▸ 読む文章:
—————

JR東日本カップ2019 第93回関東大学リーグ戦 第21節早大10-01-00明大【得点】(早大)65’加藤拓己 関東大学リーグ(リーグ戦)第21節、3連敗中と苦しい状況に身を置く早大は、圧倒的な強さでリーグ戦を制し、連盟の最…

JR東日本カップ2019 第93回関東大学リーグ戦 第21節
早大0-0
1-0
明大
【得点】
(早大)65’加藤拓己

 関東大学リーグ(リーグ戦)第21節、3連敗中と苦しい状況に身を置く早大は、圧倒的な強さでリーグ戦を制し、連盟の最多勝ち点記録を更新中の明大と激突。個の能力が高い明大を相手に守勢を強いられる時間が続いたが、65分、カウンターからFW加藤拓己(スポ2=山梨学院)が桐蔭横浜大戦(第16節、●1−2)以来となるゴールを挙げ先制する。その後も分厚い明大の攻撃に晒されたが、11人全員で体を張り、無失点に抑えて試合終了。今季リーグ戦初の完封勝利を収め、『歴史的残留』へ向け非常に大きな意味を持つ勝ち点3を奪取した。

—————

▸ 記録データ:
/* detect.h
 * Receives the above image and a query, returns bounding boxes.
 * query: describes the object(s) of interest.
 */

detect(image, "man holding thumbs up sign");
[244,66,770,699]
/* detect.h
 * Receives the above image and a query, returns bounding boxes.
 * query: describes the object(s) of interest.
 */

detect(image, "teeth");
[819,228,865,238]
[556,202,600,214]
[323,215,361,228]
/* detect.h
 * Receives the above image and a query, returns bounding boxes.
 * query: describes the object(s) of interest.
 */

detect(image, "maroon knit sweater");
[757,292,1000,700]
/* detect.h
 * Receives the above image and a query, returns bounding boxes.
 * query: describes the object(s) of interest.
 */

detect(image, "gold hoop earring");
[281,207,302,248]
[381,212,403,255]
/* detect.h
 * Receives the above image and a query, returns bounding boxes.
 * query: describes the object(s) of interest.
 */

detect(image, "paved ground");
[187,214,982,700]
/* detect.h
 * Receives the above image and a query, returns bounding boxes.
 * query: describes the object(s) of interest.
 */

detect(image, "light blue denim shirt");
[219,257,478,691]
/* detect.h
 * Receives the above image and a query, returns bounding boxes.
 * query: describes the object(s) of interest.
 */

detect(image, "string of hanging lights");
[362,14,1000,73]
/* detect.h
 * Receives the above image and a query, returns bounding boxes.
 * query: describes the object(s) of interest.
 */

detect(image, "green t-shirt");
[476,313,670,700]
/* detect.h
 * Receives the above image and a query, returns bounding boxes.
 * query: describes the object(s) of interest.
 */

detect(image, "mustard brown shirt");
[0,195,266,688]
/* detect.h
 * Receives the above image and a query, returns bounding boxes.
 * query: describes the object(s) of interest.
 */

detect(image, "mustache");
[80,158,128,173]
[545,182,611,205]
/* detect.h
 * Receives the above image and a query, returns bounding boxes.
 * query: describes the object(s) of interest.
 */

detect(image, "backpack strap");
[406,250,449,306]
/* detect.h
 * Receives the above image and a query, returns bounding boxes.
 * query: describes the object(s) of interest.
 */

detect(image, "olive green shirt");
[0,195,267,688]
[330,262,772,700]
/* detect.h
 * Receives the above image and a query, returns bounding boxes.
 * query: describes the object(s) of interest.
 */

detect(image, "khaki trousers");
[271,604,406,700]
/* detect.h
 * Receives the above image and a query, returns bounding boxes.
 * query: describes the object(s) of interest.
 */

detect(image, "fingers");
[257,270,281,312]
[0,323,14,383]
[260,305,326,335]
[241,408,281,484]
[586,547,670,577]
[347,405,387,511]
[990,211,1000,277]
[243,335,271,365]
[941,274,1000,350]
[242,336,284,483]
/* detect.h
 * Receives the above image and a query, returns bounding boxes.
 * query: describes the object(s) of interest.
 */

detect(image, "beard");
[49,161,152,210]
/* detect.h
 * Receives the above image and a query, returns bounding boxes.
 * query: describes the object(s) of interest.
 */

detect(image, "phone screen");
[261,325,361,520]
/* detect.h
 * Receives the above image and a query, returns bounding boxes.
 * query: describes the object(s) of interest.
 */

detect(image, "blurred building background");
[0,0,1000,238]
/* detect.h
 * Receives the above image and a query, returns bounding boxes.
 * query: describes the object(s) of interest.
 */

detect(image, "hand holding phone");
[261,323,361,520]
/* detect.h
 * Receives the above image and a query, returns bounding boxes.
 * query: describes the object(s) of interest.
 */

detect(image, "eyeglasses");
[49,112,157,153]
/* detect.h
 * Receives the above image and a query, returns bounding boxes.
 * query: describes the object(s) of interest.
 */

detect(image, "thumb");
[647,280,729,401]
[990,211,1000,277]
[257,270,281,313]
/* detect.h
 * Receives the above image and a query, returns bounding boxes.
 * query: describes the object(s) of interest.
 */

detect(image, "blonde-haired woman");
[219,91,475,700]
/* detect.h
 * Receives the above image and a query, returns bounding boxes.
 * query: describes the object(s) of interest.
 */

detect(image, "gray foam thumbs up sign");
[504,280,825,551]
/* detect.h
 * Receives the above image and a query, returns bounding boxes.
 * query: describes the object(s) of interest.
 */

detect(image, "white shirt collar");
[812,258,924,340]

—————

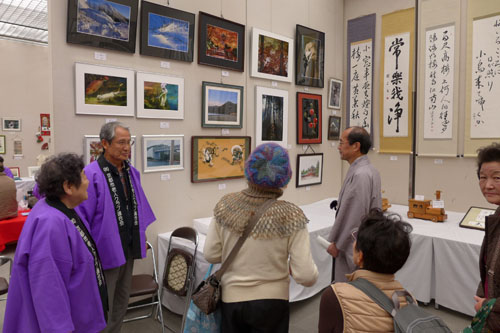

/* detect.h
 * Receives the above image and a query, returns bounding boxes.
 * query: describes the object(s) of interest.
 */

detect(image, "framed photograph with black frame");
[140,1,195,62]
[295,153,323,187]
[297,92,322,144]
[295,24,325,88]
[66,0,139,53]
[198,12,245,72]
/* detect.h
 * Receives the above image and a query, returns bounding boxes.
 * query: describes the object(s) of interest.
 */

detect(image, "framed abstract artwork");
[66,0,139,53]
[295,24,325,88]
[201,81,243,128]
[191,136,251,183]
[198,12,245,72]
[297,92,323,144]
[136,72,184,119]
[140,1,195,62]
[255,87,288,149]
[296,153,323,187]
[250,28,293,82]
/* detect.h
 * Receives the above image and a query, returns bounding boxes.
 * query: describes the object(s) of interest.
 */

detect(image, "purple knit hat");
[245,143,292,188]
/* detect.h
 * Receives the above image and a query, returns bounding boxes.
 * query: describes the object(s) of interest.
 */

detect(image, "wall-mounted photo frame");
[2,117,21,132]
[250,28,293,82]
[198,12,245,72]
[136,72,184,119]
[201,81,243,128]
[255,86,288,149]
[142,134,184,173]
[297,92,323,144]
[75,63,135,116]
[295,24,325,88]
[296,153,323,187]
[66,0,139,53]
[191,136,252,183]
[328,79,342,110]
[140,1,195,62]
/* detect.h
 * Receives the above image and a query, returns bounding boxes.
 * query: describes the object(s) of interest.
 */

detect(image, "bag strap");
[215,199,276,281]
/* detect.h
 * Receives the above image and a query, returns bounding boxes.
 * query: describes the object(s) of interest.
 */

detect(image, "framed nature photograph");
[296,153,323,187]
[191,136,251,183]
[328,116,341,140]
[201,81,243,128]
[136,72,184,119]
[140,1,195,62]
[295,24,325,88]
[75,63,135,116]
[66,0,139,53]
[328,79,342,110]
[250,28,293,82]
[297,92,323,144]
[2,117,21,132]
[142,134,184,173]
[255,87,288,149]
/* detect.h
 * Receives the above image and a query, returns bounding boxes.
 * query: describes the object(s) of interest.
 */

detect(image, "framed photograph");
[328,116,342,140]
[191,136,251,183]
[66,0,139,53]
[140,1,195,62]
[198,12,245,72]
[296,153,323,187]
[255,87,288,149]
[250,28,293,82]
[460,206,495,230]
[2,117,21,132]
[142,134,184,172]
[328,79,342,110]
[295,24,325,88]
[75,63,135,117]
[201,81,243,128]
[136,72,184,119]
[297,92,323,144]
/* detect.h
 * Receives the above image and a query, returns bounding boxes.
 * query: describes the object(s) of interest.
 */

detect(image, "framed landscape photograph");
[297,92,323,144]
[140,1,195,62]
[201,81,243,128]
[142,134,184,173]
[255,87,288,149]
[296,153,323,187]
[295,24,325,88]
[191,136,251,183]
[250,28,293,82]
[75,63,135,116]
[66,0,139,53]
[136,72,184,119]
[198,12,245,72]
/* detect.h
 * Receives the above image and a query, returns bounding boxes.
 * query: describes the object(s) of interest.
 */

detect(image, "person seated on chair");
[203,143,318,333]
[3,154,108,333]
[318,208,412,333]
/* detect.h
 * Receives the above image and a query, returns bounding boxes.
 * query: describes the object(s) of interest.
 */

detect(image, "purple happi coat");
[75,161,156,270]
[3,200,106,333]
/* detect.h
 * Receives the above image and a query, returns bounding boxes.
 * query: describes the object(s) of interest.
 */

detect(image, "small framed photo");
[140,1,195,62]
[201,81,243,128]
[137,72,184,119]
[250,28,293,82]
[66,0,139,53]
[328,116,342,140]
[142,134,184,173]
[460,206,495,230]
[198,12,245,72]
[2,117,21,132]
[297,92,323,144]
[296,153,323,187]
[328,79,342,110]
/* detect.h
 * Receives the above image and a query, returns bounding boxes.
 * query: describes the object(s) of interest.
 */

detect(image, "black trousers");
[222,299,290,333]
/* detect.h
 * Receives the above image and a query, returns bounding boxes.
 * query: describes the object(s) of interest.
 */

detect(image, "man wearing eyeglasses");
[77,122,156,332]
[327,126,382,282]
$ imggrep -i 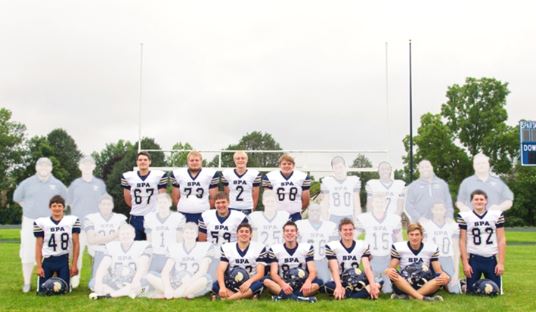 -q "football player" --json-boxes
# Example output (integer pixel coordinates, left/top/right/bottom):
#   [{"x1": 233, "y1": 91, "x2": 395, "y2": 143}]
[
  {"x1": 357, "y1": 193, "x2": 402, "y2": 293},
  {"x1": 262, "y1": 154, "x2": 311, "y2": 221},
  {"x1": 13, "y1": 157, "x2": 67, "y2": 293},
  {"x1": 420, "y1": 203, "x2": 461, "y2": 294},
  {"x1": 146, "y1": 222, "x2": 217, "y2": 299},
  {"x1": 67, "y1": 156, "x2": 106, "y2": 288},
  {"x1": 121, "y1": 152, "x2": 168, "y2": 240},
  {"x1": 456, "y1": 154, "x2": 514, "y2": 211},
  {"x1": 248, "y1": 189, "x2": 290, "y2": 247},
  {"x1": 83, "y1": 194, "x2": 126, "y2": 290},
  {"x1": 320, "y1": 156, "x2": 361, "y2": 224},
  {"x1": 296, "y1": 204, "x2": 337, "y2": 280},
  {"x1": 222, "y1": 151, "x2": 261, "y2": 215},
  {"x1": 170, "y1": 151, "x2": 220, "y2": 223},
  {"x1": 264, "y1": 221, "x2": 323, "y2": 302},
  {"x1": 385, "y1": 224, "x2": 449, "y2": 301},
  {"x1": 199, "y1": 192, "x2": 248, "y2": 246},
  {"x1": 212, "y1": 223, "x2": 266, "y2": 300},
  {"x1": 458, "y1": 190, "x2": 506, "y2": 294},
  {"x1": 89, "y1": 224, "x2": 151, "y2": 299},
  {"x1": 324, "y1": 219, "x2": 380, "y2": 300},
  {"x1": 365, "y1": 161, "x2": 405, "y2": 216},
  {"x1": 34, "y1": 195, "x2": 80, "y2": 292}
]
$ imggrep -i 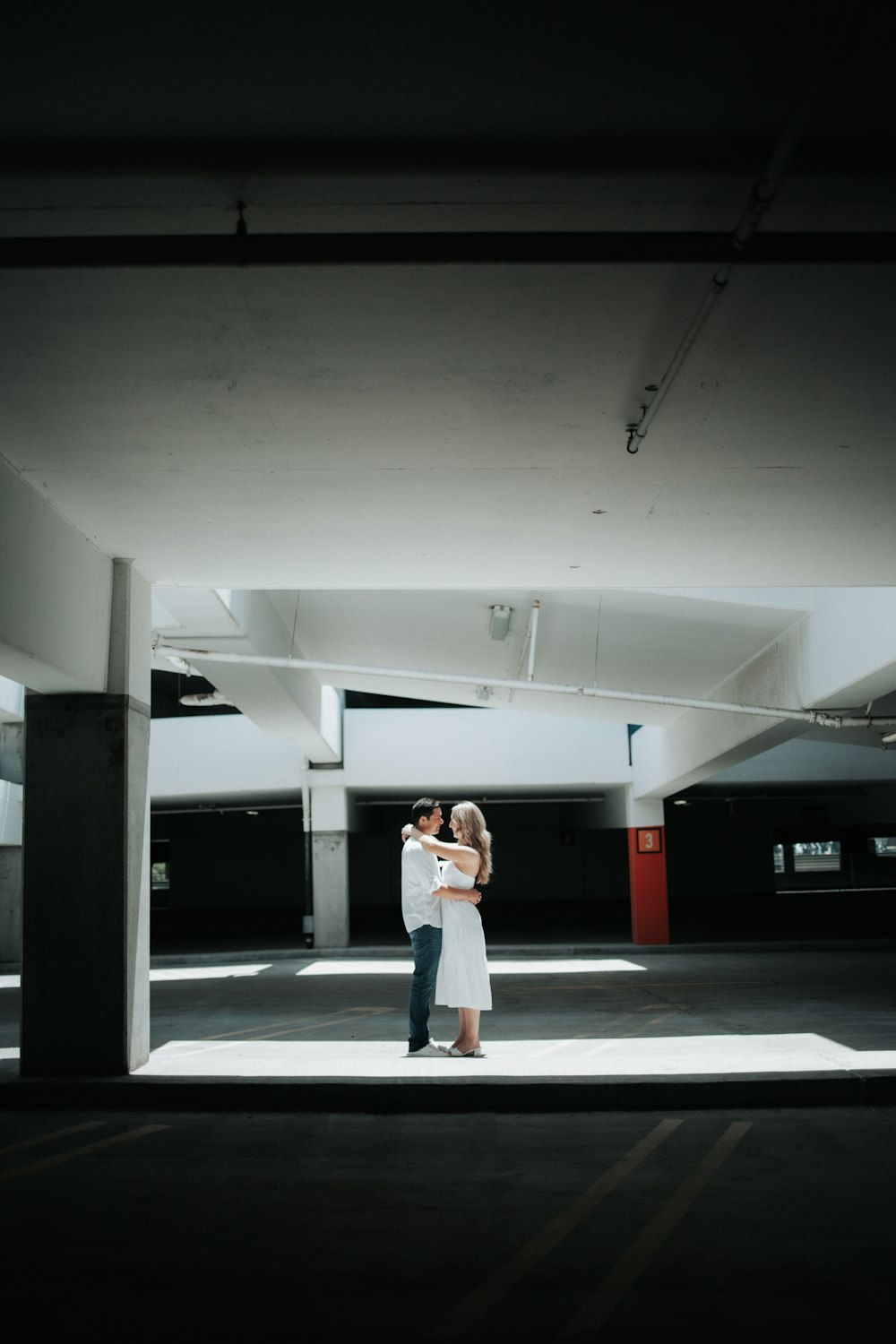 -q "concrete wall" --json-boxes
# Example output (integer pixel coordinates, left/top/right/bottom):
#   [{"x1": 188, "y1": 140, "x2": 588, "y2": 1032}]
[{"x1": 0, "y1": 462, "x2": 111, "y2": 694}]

—————

▸ 課題の内容:
試合の記事から、「JR東日本カップ2019 第93回関東大学リーグ戦 第21節早大10-01-00明大【得点】(早大)65’加藤拓己」という言葉があるところから始めて、「味を持つ勝ち点3を奪取した。」のところまでを一字も変えずに引用してください。

▸ 問題の答え:
JR東日本カップ2019 第93回関東大学リーグ戦 第21節早大10-01-00明大【得点】(早大)65’加藤拓己 関東大学リーグ(リーグ戦)第21節、3連敗中と苦しい状況に身を置く早大は、圧倒的な強さでリーグ戦を制し、連盟の最…

JR東日本カップ2019 第93回関東大学リーグ戦 第21節
早大0-0
1-0
明大
【得点】
(早大)65’加藤拓己

 関東大学リーグ(リーグ戦)第21節、3連敗中と苦しい状況に身を置く早大は、圧倒的な強さでリーグ戦を制し、連盟の最多勝ち点記録を更新中の明大と激突。個の能力が高い明大を相手に守勢を強いられる時間が続いたが、65分、カウンターからFW加藤拓己(スポ2=山梨学院)が桐蔭横浜大戦(第16節、●1−2)以来となるゴールを挙げ先制する。その後も分厚い明大の攻撃に晒されたが、11人全員で体を張り、無失点に抑えて試合終了。今季リーグ戦初の完封勝利を収め、『歴史的残留』へ向け非常に大きな意味を持つ勝ち点3を奪取した。